● Exercise goal: Which lines in the listing below contain the word "window"? Copy each of them.

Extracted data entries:
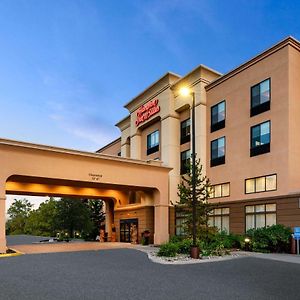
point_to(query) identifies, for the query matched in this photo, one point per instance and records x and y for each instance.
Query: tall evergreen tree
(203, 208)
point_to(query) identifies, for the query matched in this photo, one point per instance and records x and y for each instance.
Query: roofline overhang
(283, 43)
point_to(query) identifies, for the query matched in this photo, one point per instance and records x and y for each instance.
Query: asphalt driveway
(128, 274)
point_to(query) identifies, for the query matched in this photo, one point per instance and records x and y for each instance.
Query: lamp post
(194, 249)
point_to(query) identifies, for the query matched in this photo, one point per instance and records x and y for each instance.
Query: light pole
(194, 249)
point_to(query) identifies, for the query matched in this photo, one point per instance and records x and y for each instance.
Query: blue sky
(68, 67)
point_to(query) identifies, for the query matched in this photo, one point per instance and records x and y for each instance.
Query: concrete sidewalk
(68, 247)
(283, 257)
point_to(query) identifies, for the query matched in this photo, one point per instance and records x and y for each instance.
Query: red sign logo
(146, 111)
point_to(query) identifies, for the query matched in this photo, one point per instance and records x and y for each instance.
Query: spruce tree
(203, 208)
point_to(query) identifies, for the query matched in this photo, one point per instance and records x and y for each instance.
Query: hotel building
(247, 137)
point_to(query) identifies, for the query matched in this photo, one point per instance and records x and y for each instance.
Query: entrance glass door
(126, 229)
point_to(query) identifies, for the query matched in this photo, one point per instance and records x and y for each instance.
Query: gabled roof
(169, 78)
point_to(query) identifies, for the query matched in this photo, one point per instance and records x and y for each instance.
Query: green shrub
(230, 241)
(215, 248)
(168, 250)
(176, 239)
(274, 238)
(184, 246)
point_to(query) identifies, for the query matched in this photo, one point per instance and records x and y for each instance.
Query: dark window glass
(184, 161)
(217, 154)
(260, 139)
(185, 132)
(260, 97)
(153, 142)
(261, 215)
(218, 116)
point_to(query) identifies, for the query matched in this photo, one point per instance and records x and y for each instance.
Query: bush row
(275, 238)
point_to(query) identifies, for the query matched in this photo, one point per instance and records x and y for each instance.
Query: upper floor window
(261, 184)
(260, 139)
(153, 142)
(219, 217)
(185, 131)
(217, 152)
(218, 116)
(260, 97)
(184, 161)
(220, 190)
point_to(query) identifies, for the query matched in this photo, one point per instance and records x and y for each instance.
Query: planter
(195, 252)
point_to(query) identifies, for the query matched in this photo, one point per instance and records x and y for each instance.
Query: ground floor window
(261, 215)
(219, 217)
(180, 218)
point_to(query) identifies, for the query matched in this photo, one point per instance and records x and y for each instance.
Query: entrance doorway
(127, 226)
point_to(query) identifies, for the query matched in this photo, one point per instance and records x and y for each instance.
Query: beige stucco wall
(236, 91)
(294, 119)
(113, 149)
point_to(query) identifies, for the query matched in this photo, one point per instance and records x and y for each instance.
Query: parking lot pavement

● Complete response:
Query: dark window glass
Query: upper floor window
Query: ground floor window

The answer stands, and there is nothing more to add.